◆ **Material for this task**:
** Start **
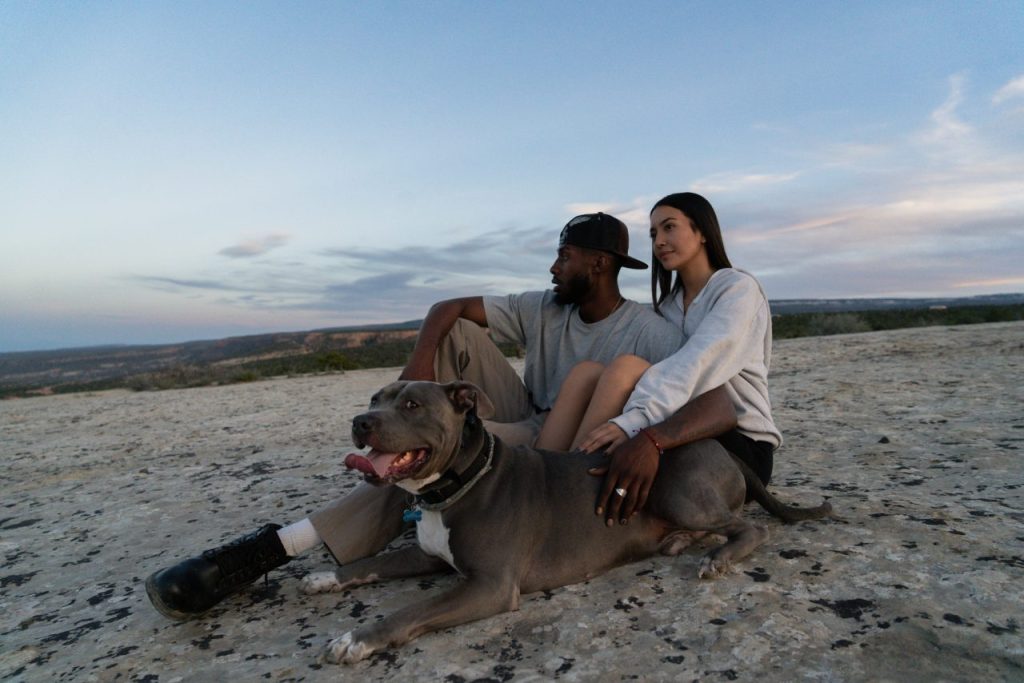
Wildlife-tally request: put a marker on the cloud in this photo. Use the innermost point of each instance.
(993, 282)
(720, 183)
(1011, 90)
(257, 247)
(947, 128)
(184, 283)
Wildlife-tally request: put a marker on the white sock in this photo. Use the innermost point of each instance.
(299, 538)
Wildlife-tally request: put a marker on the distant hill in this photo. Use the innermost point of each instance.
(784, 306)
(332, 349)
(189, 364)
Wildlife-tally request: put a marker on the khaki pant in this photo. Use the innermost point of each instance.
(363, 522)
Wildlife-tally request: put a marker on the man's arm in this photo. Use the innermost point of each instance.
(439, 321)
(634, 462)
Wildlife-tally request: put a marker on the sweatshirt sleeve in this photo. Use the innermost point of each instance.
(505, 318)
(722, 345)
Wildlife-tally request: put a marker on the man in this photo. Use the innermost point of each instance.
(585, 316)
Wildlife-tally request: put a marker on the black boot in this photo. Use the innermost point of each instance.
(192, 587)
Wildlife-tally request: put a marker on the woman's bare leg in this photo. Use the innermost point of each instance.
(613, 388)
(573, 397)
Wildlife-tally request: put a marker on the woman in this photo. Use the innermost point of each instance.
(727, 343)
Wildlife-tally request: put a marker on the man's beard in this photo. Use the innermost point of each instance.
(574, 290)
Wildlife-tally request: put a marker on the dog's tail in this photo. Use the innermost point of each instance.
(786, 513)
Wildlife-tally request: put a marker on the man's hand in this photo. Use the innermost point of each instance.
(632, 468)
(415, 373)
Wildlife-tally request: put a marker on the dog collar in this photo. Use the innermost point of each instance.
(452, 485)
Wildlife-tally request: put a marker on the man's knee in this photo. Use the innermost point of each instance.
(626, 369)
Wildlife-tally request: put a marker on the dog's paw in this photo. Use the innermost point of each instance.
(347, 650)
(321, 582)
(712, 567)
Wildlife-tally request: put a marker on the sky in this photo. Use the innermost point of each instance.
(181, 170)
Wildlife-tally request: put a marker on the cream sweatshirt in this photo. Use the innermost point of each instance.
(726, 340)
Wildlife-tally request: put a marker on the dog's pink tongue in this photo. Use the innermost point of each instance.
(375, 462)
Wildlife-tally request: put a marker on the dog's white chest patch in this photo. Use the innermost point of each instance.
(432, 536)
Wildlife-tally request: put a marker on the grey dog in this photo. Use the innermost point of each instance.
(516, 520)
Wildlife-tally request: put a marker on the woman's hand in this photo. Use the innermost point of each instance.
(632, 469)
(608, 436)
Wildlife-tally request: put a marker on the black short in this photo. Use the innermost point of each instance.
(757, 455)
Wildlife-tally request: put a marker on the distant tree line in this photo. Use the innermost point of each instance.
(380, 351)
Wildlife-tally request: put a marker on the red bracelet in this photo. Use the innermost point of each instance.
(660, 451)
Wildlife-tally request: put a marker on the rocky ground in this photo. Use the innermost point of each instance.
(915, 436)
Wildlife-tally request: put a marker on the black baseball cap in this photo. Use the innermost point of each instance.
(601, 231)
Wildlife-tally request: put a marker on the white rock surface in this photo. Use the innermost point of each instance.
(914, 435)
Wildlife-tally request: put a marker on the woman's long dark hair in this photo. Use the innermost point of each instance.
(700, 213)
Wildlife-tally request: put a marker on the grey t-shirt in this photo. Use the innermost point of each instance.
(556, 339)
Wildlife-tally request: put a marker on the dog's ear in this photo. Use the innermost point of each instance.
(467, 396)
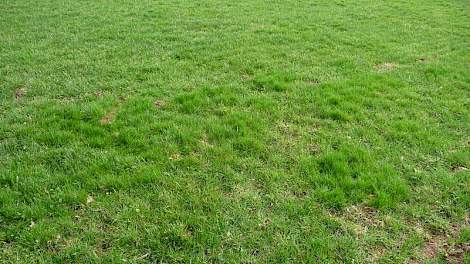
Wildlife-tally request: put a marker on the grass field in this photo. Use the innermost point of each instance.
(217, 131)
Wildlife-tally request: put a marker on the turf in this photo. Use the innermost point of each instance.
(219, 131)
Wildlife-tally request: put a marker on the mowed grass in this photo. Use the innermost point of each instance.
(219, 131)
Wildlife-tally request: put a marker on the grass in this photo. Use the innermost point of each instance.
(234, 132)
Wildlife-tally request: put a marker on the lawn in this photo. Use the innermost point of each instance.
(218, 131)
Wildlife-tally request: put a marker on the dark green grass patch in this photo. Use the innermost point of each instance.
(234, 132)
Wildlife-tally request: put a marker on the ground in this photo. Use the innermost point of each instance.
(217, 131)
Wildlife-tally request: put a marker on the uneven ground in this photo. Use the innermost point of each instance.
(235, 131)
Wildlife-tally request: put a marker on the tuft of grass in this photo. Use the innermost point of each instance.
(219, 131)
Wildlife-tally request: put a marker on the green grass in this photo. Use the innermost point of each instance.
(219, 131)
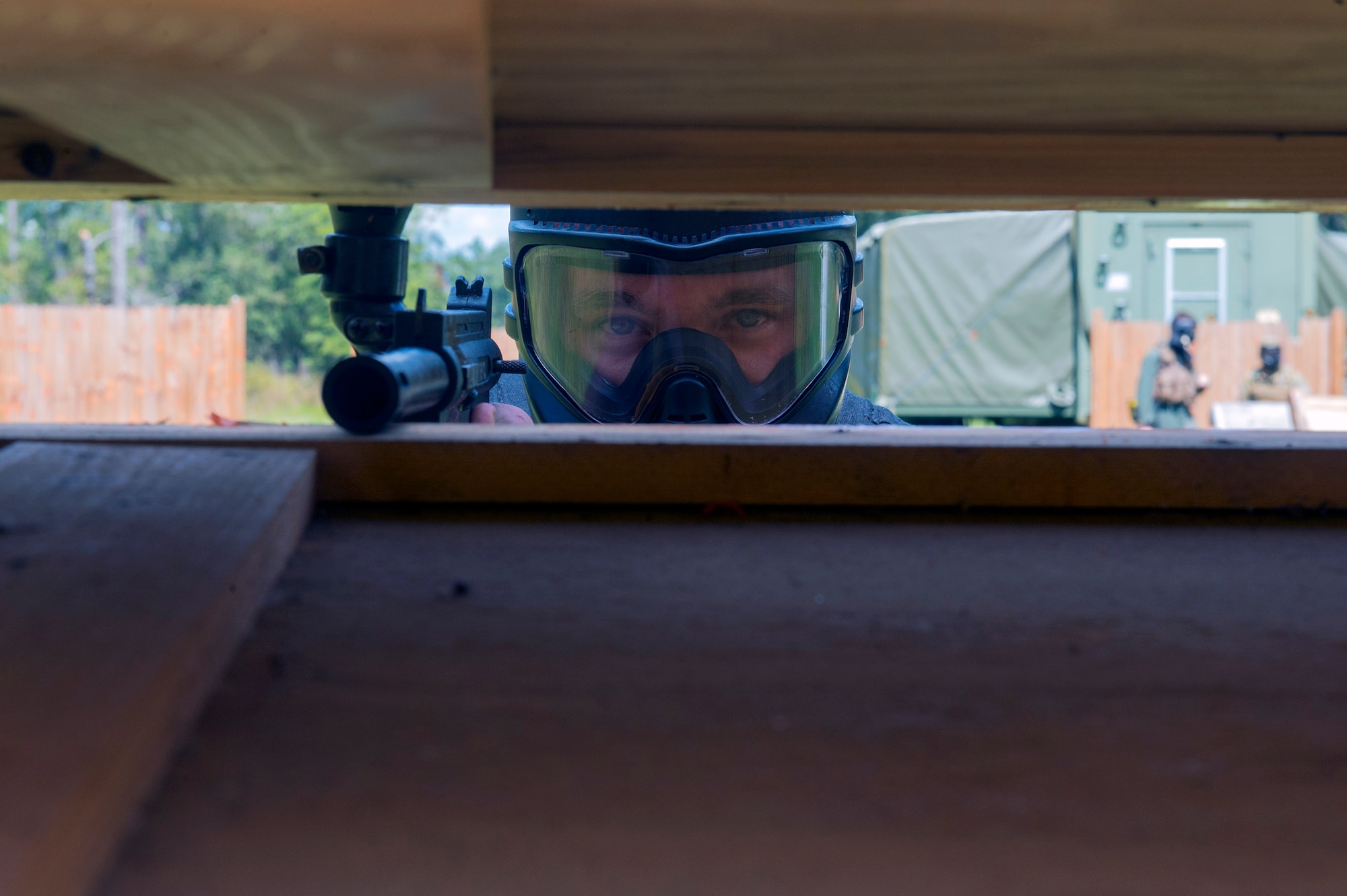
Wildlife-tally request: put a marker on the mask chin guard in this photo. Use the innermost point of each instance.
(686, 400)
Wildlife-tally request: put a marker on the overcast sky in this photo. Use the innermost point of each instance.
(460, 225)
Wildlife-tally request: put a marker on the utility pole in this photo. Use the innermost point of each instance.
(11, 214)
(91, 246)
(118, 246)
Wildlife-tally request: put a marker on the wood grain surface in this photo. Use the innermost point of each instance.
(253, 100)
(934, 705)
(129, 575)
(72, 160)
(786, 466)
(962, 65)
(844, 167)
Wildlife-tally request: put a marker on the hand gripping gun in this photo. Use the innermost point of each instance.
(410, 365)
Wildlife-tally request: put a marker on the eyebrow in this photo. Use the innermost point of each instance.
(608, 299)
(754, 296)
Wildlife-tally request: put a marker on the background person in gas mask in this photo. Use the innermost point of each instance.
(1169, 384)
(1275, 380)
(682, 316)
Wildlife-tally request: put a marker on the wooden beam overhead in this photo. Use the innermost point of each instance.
** End **
** Start **
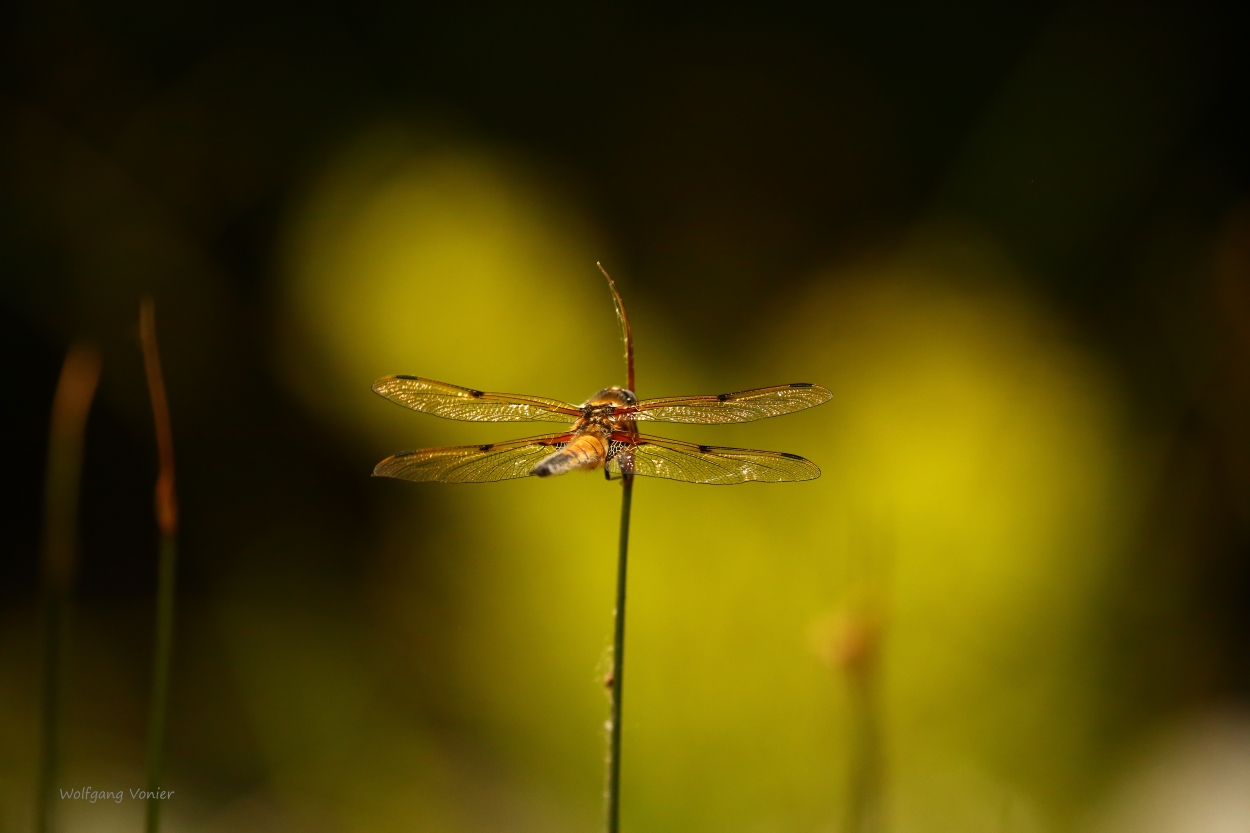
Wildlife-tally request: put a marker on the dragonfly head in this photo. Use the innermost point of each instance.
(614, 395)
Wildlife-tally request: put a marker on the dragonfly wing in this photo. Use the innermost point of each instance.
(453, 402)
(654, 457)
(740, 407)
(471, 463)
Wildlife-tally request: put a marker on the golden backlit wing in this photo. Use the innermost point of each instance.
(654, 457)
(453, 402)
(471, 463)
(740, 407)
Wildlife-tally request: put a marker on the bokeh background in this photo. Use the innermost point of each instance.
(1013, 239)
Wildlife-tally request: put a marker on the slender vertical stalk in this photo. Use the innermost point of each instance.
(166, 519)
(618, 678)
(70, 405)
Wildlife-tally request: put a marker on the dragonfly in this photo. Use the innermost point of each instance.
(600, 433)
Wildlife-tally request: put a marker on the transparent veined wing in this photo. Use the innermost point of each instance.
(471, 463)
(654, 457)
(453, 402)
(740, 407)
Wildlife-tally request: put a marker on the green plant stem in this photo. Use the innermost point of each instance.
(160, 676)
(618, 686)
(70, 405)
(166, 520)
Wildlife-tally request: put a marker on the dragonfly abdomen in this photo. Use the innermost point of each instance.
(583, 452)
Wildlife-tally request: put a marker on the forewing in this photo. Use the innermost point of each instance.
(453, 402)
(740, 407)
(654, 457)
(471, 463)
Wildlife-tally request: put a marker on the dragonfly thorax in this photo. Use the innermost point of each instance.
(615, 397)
** End **
◆ **Given request**:
Please copy out, unchanged, the lines above from the line with "Wildlife-tally request: put a marker on the dragonfly wing" up to and including the line with "(1013, 239)".

◆ **Exercise answer**:
Wildlife-tally request: put a marker on the dragonfly wing in this photo. Use the innermost point of each instance.
(453, 402)
(654, 457)
(740, 407)
(471, 463)
Wildlife-tally request: put a marker on the golden backlit wing in this photo. Use the innermost point of each instance.
(654, 457)
(453, 402)
(471, 463)
(740, 407)
Wildlife-tally request: put a marker on the bokeh background in this photo. Use the innermost point of each instance.
(1013, 239)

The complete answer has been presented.